出題 1 =
採用の法令遵守の文章について、次の問いに答えてください。
(a) 求人票のNG例「営業マン」に対応するOK例の表現は何か。
(b) 履歴書を保管する場合の物理的な安全管理措置として、どんな管理方法が例に挙げられているか。
(c) 内定を出すと、法的には何が成立したとみなされるか。
出題 2 =
採用の法令遵守の文章から、「面倒な法令遵守業務をAIで効率化する3つのステップ」から「あなたは、日本の労働関連法規に詳しい人事コンサルタントです。」までの部分を一字も変えずに書き出してください。
出題 3 =
採用の法令遵守の文章で「内定を出すことは」で始まる段落を、主な事実を残して短く書き直してください。

掲載テキスト =

########################################

日々の採用業務の流れに沿って、法令遵守の観点から特に注意すべき点を具体的に見ていきましょう。

募集・求人:うっかり書きがちなNG表現とは?

求人票では、差別につながる表現や実態と異なる表現を避ける必要があります。

  • NG例:「20代の若手歓迎」「体力に自信のある男性募集」「営業マン」
  • OK例:「長期勤続によるキャリア形成を図る観点から、若年者等を対象」「職務経験不問」「営業職」

年齢や性別を限定する表現は原則NGですが、例外的に認められるケースもあります。迷った際は、厚生労働省のガイドラインを確認するか、専門家に相談しましょう。

応募・書類選考:履歴書の取り扱い方

応募者から受け取った履歴書は、個人情報の塊です。

履歴書の返却義務は法律上ありませんが、企業のプライバシーポリシーとして返却・破棄のルールを定め、応募時に明示しておくことがトラブル防止につながります。保管する場合は、鍵付きのキャビネットで管理するなど、物理的な安全管理措置を徹底しましょう。

面接:これだけは聞くな!NG質問チェックリスト

面接は、候補者の適性や能力を見極める場です。職務に関係のない、個人のプライバシーに関わる質問は避けなければなりません。

【NG質問の例】

  • 本人に責任のない事項:本籍地、出生地、家族構成(職業、収入、資産など)
  • 本来自由であるべき事項:思想・信条、宗教、支持政党、購読新聞
  • その他:結婚・出産の予定、尊敬する人物(思想に関わるため)

これらの質問は、就職差別に繋がる可能性があるため、厚生労働省によって禁止されています。

内定・入社:内定通知書と労働条件明示の注意点

内定を出すことは、法的には「解約権留保付労働契約」が成立したとみなされます。つまり、客観的に合理的な理由がなく、社会通念上相当と認められない限り、一方的な内定取り消しは違法(解雇)となります。

また、内定者には速やかに「労働条件通知書」を交付し、入社後の条件を明確に伝えましょう。

面倒な法令遵守業務をAIで効率化する3つのステップ

法令遵守業務は正確さが求められ、神経を使う作業です。しかし、このような定型的で細かなチェックは、AIを活用することで効率化が可能です。ここでは、明日から実践できる具体的な3つのステップをご紹介します。

STEP1 募集要項のダブルチェックをAIに任せる

作成した募集要項に、法令違反や不適切な表現が含まれていないか、AIにチェックさせる方法です。ヒューマンエラーを防ぎ、確認作業の時間を大幅に削減できます。

【コピペOK】「NG表現チェック」プロンプト

# 命令書
あなたは、日本の労働関連法規に詳しい人事コンサルタントです。

########################################

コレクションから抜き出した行

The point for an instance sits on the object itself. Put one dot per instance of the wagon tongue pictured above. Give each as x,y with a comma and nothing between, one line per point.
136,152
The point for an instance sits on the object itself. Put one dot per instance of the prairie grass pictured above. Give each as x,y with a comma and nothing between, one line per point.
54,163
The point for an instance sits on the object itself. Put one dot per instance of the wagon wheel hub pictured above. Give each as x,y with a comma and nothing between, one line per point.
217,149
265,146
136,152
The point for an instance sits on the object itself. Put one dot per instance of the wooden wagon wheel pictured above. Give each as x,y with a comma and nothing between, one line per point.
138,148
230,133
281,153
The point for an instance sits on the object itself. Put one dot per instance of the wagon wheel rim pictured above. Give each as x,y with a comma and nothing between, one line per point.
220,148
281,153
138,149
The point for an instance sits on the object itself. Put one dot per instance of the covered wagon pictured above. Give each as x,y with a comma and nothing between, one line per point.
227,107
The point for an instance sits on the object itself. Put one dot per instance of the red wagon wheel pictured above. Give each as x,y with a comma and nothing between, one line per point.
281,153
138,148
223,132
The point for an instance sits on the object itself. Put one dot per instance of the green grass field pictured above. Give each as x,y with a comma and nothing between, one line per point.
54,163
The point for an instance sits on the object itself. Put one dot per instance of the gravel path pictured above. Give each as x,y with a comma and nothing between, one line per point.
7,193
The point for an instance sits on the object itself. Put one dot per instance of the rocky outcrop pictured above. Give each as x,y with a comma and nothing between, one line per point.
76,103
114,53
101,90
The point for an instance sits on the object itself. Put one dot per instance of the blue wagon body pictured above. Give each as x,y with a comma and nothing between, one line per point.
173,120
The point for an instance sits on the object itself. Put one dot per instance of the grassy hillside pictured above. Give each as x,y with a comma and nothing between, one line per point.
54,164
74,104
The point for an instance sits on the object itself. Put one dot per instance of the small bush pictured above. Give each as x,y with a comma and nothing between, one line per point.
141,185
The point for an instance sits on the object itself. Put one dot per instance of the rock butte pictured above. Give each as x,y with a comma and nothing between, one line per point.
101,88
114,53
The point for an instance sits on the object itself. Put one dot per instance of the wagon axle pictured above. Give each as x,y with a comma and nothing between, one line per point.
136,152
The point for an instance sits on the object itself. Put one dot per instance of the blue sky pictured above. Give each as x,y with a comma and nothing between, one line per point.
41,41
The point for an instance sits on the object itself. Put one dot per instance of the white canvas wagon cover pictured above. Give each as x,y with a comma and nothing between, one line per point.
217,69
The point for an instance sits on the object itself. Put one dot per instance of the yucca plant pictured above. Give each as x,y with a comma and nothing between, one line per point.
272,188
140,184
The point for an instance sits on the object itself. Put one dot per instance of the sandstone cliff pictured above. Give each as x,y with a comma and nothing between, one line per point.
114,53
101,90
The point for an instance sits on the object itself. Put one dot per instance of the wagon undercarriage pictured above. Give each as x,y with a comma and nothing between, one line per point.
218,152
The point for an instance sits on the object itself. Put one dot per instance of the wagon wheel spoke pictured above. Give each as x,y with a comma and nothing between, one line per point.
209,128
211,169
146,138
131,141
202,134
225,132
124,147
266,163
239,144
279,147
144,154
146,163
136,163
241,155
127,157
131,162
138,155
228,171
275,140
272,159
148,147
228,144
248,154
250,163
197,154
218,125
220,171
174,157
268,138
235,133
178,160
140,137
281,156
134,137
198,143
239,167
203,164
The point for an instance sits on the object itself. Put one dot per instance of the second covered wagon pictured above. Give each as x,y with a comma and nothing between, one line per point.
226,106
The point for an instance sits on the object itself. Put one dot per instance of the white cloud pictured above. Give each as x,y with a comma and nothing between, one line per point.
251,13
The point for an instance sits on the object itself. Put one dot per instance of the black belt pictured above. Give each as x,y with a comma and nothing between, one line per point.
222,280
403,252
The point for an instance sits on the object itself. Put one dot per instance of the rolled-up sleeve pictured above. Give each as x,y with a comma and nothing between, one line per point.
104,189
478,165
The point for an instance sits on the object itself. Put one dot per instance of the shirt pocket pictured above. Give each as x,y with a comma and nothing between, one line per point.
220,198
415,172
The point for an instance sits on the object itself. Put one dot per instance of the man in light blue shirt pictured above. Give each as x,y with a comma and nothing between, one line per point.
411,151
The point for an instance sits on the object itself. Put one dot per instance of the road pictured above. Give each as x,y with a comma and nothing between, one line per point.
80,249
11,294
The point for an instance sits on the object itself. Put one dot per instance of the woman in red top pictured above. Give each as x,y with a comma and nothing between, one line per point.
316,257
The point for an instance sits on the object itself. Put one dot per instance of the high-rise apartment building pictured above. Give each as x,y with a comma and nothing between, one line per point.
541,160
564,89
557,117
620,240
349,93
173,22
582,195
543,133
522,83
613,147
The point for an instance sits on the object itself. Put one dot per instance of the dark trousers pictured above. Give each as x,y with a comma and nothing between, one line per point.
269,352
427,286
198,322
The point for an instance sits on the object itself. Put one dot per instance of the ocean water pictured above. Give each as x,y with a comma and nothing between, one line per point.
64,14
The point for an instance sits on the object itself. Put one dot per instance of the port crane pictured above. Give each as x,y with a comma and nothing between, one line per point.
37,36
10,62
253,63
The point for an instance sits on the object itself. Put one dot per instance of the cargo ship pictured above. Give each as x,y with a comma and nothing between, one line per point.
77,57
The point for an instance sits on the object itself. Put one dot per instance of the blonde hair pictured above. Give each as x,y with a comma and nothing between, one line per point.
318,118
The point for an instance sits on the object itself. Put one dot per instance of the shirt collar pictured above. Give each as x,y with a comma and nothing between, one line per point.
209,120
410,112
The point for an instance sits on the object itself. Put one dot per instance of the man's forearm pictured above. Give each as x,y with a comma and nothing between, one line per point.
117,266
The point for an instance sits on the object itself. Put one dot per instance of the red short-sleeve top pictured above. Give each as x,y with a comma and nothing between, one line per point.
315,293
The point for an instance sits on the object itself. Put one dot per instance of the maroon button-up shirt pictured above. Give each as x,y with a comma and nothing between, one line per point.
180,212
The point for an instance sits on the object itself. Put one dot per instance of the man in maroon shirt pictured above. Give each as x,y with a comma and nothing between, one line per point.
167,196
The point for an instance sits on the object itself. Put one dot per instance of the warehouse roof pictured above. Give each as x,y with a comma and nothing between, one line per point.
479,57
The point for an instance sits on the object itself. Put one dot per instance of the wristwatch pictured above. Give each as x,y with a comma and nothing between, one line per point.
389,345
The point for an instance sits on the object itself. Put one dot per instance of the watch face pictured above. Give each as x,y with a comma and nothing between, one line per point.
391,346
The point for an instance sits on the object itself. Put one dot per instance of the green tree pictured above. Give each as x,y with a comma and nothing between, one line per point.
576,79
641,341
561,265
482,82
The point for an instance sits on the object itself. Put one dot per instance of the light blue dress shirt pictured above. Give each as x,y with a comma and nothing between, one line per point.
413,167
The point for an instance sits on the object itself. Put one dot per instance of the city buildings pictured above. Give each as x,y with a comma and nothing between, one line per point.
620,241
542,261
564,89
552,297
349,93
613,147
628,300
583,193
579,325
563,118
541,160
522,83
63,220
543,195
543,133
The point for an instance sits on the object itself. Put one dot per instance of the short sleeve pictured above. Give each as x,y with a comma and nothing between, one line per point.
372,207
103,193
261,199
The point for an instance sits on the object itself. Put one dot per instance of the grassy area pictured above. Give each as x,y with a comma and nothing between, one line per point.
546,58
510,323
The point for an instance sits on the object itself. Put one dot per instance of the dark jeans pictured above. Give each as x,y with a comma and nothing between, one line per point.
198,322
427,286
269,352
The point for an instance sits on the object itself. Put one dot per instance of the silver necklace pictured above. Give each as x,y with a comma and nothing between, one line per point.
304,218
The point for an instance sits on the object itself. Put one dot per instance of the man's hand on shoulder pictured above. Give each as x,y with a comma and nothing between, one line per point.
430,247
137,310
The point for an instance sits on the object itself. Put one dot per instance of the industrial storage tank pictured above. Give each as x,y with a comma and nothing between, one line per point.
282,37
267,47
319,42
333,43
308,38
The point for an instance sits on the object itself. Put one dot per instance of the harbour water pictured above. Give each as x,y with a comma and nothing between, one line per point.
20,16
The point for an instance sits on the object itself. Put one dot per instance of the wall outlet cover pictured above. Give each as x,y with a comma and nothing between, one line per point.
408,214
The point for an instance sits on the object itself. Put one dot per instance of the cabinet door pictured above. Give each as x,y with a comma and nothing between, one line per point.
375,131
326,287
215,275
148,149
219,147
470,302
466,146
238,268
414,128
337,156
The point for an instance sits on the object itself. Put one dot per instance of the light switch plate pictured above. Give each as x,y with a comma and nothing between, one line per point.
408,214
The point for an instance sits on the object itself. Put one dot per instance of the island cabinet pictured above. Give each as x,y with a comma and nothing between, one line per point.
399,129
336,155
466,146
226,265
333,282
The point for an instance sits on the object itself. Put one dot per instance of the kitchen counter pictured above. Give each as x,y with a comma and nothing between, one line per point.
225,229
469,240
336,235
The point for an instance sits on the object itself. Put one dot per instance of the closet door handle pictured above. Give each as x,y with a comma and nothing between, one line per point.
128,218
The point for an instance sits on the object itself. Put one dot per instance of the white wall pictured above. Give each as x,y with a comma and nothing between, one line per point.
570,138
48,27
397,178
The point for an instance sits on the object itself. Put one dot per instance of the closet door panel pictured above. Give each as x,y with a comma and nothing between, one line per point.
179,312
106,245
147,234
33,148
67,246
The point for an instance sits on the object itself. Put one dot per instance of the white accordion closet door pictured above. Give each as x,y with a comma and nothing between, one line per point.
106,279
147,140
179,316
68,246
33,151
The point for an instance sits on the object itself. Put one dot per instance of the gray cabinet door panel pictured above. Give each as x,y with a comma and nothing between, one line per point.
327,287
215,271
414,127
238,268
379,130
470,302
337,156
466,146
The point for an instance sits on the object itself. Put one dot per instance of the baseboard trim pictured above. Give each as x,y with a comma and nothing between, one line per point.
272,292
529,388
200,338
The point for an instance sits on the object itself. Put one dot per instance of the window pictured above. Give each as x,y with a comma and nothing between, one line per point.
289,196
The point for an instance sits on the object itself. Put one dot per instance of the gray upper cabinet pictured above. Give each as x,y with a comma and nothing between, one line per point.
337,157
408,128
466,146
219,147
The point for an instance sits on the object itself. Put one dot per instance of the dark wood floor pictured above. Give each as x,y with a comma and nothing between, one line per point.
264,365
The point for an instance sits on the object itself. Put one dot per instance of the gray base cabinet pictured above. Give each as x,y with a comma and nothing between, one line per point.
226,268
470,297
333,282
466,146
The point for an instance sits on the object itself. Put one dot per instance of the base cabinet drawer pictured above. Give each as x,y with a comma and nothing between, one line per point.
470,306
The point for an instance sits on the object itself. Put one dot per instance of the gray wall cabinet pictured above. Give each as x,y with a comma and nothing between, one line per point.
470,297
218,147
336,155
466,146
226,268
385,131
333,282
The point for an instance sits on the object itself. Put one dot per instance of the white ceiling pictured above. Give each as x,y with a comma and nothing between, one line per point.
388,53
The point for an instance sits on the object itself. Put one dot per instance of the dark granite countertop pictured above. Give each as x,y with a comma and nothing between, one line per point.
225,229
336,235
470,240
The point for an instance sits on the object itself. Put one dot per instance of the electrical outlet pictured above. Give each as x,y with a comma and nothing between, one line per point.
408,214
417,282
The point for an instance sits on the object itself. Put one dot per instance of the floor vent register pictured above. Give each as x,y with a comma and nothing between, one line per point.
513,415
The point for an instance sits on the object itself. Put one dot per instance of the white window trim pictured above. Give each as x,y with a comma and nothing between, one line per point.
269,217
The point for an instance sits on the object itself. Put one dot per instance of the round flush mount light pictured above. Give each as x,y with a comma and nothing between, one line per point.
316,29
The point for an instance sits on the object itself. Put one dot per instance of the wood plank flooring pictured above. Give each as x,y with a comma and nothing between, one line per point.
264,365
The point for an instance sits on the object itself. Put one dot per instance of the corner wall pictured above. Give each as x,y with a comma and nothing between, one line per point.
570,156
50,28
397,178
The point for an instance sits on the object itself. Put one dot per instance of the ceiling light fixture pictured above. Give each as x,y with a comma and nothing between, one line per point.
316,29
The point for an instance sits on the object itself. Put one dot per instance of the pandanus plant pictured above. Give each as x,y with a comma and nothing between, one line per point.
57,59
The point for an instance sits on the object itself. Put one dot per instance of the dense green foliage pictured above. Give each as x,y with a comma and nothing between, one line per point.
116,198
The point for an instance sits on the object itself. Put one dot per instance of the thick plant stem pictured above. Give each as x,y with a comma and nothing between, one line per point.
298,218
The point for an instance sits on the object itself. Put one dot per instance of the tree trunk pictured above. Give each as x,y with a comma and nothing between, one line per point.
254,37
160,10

########################################

最終結果 1 =
(a) 「営業職」
(b) 鍵付きのキャビネットで管理すること
(c) 「解約権留保付労働契約」

最終結果 2 =
面倒な法令遵守業務をAIで効率化する3つのステップ

法令遵守業務は正確さが求められ、神経を使う作業です。しかし、このような定型的で細かなチェックは、AIを活用することで効率化が可能です。ここでは、明日から実践できる具体的な3つのステップをご紹介します。

STEP1 募集要項のダブルチェックをAIに任せる

作成した募集要項に、法令違反や不適切な表現が含まれていないか、AIにチェックさせる方法です。ヒューマンエラーを防ぎ、確認作業の時間を大幅に削減できます。

【コピペOK】「NG表現チェック」プロンプト

# 命令書
あなたは、日本の労働関連法規に詳しい人事コンサルタントです。

最終結果 3 =
内定を出すと、法的には「解約権留保付労働契約」が成立したとみなされる。客観的に合理的な理由がなく、社会通念上相当と認められない限り、一方的な内定取り消しは違法(解雇)となる。